Entries taken from a collection
# # #

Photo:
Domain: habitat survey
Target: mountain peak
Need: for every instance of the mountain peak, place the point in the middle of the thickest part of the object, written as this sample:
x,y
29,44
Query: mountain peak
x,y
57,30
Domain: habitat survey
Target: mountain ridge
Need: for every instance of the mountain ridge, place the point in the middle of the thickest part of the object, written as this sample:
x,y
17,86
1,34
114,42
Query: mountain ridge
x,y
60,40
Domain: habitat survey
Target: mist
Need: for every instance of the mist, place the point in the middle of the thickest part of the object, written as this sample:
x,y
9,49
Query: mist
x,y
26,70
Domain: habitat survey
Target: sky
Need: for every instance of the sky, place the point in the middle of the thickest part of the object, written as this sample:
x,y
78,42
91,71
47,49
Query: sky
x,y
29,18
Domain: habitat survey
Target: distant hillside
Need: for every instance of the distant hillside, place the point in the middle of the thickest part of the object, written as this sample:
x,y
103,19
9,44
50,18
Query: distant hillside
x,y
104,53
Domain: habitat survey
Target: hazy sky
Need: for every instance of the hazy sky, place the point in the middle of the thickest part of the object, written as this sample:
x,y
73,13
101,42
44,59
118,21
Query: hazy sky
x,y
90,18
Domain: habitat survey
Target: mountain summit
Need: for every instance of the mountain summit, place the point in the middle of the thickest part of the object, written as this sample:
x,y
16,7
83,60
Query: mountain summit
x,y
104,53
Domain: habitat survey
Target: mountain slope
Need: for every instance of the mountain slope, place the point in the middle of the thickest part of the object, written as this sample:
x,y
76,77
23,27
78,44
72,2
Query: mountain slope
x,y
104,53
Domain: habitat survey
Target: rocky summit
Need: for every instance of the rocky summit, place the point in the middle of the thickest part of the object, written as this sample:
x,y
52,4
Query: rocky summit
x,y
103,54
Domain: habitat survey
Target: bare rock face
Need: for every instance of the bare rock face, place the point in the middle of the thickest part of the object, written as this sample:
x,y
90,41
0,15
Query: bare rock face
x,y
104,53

# # #

> **WHAT YOU ARE ASKED TO DO**:
In full and without changes, copy the entries above.

> **RESPONSE**:
Photo:
Domain: habitat survey
Target: mountain peak
Need: for every instance of the mountain peak, place the point in the middle of the thickest part of the object, written as this sample:
x,y
29,44
Query: mountain peak
x,y
57,30
Domain: habitat survey
Target: mountain ridge
Need: for every instance of the mountain ridge, place the point in the middle of the thickest part of the object, written as this sample:
x,y
17,86
1,34
114,42
Query: mountain ridge
x,y
60,40
Domain: habitat survey
Target: mist
Need: for every instance of the mist, place the point in the middle of the thickest part of the object, written as this sample:
x,y
9,49
Query: mist
x,y
26,70
Domain: habitat survey
Target: sky
Need: for every instance of the sky, place the point in the middle of the thickest part of the object, written as this sample:
x,y
78,42
91,71
47,49
Query: sky
x,y
29,18
Domain: habitat survey
Target: distant hillside
Need: for every instance of the distant hillside, place the point in the middle of the thickest part of the object, written as this sample:
x,y
103,19
9,44
50,18
Query: distant hillside
x,y
104,53
Domain: habitat survey
Target: hazy sky
Need: for every instance of the hazy sky, place the point in the middle of the thickest part of the object, written as this sample:
x,y
73,13
101,42
44,59
118,21
Query: hazy sky
x,y
90,18
Domain: habitat survey
Target: mountain summit
Need: for every instance of the mountain summit, place the point in the middle of the thickest part of the object, written as this sample:
x,y
16,7
83,60
Query: mountain summit
x,y
104,53
Domain: habitat survey
Target: mountain slope
Need: for every instance of the mountain slope, place the point in the middle of the thickest part of the object, written as this sample:
x,y
76,77
23,27
78,44
72,2
Query: mountain slope
x,y
104,53
Domain: habitat survey
Target: rocky summit
Need: for every instance of the rocky summit, place the point in the middle of the thickest part of the object, written as this sample:
x,y
52,4
Query: rocky summit
x,y
103,54
Domain: habitat survey
Target: bare rock face
Need: for every instance of the bare rock face, place the point in the middle of the thickest part of the object, written as this sample:
x,y
90,41
0,15
Query: bare rock face
x,y
104,53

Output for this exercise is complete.